==== TEXTO FORNECIDO ====
Competência externa dos tribunais e Macau
Critérios atributivos da competência aos tribunais de Macau
Residência do réu
Domicílio do réu


SUMÁRIO

Nos termos prescritos no artº 17º/-c) do CPC, para que os Tribunais da RAEM sejam competentes, é preciso que o réu tenha domicílio efectivo ou residência efectiva em Macau.

Assim, a mera ligação formalista consistente na titularidade do Bilhete de Identidade de Residente de Macau, de per si, não preenche o conceito “domicílio ou residência”, a que se refere o artº 17º/-c) do CPC.


O relator


Lai Kin Hong


Processo nº 442/2015


Acordam em conferência na Secção Cível e Administrativa no Tribunal de Segunda Instância da RAEM:

A, intentou contra B, alias C, a presente acção para a investigação da paternidade, que foi registada sob o nº FM1-12-0025-CAO e corre os seus termos no Juízo de Família e de Menores do Tribunal Judicial de Base.

Por despacho do Exmº Juiz titular do processo, a acção foi liminarmente indeferida nos termos seguintes:

  Os tribunais de Macau não são competentes para a presente acção. Com efeito, os critérios de atribuição de competência são os que constam dos artigos 15° a 17° do CPC. Para o caso em apreço, a competência dos tribunais de Macau depende de o réu ter aqui o seu domicílio. Ora, o réu tem o seu domicílio na China continental, como consta da petição inicial, pelo que falta competência aos tribunais de Macau para apreciar e decidir a presente acção.
  Acresce que o autor tem registada paternidade no seu assento de nascimento, constando ali como seu pai pessoa diferente do réu, a qual não foi demandada. Ora, não pode investigar-se uma paternidade enquanto outra estiver estabelecida (art. 1702° do CC).
====
§ TRABALHO A REALIZAR
**1)** Reescreva em forma de lista o parágrafo do texto fornecido que começa por «Os tribunais de Macau não são competentes», conservando os factos principais.
**2)** Identifique e transcreva cada linha dos registos que contém a palavra «ball».
==== CONJUNTO DE REGISTOS ====
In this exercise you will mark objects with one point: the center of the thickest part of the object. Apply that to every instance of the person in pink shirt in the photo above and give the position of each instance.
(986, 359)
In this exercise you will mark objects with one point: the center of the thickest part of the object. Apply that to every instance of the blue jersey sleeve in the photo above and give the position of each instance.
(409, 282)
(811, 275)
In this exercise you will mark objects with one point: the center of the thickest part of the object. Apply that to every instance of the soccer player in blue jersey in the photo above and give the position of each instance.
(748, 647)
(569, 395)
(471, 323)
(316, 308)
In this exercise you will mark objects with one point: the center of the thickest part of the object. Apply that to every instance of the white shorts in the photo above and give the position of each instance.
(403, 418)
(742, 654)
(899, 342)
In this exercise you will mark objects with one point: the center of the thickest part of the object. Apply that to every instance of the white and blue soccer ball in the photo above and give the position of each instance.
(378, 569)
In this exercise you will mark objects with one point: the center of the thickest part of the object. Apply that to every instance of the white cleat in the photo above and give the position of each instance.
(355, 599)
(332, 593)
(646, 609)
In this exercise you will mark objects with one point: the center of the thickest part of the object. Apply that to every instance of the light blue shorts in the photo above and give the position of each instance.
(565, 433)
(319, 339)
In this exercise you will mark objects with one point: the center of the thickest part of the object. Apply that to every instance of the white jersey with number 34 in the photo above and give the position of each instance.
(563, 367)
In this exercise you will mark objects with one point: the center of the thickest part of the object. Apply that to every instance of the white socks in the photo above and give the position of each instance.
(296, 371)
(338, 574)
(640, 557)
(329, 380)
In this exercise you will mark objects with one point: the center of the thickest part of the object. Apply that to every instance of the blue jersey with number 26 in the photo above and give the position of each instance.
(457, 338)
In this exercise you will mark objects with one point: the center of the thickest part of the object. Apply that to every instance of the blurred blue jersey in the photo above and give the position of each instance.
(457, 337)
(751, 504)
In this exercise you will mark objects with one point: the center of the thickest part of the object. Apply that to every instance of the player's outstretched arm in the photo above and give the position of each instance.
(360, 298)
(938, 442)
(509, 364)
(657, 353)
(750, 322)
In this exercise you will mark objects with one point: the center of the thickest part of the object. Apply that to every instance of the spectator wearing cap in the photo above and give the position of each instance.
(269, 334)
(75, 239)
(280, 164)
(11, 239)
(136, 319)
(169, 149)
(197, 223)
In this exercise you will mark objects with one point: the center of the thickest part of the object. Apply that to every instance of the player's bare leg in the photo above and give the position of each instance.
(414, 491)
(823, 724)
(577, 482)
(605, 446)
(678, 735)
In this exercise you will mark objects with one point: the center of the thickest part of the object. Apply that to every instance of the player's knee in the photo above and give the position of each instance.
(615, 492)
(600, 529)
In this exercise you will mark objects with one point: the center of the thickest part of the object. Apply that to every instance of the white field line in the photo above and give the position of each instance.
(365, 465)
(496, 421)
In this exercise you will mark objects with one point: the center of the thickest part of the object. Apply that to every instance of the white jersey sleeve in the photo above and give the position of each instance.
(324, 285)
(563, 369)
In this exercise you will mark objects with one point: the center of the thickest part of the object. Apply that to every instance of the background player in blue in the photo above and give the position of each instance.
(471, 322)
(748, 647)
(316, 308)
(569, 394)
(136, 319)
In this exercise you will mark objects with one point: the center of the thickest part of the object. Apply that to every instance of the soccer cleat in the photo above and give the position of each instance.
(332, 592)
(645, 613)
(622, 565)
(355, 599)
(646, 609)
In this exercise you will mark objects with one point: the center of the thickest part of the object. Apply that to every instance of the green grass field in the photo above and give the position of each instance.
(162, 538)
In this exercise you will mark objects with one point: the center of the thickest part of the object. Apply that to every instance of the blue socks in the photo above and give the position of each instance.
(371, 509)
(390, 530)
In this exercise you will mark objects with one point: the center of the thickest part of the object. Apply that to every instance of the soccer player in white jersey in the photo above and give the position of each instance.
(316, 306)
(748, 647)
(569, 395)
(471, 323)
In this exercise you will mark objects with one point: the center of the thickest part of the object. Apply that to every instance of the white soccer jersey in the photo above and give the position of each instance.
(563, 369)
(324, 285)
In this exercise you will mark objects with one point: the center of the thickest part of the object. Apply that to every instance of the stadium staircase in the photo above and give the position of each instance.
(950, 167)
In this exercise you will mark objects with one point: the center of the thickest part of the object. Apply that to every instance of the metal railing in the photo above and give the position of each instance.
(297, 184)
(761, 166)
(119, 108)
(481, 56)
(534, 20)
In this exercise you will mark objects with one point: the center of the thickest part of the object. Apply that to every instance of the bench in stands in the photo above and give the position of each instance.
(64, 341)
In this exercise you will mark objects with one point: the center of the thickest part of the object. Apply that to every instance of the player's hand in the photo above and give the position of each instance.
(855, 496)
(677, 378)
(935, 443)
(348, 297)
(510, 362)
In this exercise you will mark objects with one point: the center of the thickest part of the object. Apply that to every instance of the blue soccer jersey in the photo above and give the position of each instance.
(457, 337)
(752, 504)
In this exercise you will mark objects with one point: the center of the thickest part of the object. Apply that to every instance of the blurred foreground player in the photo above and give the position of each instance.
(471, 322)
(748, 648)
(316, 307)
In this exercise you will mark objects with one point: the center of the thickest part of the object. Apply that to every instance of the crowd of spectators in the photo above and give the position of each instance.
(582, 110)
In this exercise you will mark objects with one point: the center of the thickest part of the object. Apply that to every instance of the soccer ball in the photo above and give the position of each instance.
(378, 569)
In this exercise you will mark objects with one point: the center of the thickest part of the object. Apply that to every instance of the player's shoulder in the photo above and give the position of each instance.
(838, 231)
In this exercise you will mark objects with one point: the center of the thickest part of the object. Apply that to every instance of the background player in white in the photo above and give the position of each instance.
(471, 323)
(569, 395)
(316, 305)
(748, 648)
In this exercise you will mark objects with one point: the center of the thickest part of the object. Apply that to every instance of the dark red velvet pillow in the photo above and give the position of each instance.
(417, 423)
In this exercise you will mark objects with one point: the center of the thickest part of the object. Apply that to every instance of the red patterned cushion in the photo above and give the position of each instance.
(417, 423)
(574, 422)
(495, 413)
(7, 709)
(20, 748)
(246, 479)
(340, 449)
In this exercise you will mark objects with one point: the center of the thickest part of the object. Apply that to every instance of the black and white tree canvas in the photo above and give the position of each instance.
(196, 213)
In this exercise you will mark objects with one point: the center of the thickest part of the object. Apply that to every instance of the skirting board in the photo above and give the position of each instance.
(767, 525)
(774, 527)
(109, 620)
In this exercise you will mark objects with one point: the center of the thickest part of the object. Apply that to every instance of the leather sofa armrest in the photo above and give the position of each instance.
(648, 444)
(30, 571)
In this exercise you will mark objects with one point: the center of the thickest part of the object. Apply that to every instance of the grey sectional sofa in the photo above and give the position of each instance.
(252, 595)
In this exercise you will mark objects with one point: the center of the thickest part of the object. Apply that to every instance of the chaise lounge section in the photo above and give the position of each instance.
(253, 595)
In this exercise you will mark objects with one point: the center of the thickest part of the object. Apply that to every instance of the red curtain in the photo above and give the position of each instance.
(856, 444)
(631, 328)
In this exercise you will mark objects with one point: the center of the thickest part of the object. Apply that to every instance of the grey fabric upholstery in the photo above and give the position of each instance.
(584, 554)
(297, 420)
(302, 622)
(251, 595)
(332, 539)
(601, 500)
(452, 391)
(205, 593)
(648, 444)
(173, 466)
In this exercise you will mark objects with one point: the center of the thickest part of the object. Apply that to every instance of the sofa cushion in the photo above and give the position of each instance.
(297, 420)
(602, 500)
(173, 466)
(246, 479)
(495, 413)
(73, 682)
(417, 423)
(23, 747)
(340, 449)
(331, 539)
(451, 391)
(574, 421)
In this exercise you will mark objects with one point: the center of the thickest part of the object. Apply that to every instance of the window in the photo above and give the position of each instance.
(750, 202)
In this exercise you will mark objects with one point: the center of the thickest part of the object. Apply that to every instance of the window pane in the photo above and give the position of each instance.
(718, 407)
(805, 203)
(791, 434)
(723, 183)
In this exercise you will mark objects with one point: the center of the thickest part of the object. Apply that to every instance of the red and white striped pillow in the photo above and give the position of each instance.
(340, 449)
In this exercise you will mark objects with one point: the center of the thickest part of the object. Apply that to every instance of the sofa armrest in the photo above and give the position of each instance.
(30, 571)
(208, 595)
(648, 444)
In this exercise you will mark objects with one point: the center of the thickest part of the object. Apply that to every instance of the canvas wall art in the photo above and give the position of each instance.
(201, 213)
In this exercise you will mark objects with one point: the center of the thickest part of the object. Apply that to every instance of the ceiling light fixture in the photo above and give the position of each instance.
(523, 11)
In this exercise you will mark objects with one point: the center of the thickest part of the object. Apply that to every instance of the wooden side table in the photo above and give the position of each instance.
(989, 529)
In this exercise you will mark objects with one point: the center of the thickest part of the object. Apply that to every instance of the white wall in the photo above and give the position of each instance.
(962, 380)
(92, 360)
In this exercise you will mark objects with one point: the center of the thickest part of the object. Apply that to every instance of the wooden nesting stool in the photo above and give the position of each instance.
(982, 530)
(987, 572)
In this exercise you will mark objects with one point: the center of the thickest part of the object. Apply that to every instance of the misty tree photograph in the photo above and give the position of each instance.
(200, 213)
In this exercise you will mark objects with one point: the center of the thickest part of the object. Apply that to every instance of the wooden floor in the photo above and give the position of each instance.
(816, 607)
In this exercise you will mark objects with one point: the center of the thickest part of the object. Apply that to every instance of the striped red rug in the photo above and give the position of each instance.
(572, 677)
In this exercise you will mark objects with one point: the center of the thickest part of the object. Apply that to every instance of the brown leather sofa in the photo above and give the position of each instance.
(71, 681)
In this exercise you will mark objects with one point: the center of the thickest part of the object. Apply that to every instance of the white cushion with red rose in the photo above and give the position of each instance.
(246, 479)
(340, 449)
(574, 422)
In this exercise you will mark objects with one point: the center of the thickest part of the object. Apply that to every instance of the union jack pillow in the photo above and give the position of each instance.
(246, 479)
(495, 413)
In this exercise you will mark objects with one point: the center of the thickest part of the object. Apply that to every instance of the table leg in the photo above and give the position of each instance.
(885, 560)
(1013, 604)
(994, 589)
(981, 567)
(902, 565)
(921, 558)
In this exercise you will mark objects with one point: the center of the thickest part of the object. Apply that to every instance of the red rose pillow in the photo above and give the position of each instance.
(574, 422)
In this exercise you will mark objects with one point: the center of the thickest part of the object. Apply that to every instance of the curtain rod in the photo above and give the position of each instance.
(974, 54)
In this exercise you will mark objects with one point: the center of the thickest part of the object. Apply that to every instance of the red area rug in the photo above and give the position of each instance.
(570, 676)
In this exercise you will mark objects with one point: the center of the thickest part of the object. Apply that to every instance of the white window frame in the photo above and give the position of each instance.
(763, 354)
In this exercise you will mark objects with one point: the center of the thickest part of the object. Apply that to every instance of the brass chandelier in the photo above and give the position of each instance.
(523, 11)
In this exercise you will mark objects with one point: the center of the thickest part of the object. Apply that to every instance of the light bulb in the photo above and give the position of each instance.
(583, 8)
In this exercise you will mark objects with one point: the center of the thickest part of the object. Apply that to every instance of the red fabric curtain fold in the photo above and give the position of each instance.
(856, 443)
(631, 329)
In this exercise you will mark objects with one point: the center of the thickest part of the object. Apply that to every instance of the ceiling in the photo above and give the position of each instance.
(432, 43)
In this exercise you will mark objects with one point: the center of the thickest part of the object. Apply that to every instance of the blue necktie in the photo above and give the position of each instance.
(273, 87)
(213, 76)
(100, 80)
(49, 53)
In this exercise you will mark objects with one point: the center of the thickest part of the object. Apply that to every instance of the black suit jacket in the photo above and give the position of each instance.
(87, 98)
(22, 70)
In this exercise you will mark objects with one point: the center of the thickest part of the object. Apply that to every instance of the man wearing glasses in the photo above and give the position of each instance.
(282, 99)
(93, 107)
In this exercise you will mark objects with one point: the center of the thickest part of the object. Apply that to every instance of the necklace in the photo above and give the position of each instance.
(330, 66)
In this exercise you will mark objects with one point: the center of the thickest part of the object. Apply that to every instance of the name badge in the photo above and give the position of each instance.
====
§ RESULTADOS POR TAREFA
**1)**
- Os tribunais de Macau não são competentes para a presente acção.
- Os critérios de atribuição de competência constam dos artigos 15.º a 17.º do CPC.
- Neste caso, a competência dos tribunais de Macau depende de o réu ter domicílio em Macau.
- Conforme a petição inicial, o réu tem domicílio na China continental.
- Por isso, falta aos tribunais de Macau competência para apreciar e decidir a acção.

**2)**
In this exercise you will mark objects with one point: the center of the thickest part of the object. Apply that to every instance of the white and blue soccer ball in the photo above and give the position of each instance.
In this exercise you will mark objects with one point: the center of the thickest part of the object. Apply that to every instance of the soccer ball in the photo above and give the position of each instance.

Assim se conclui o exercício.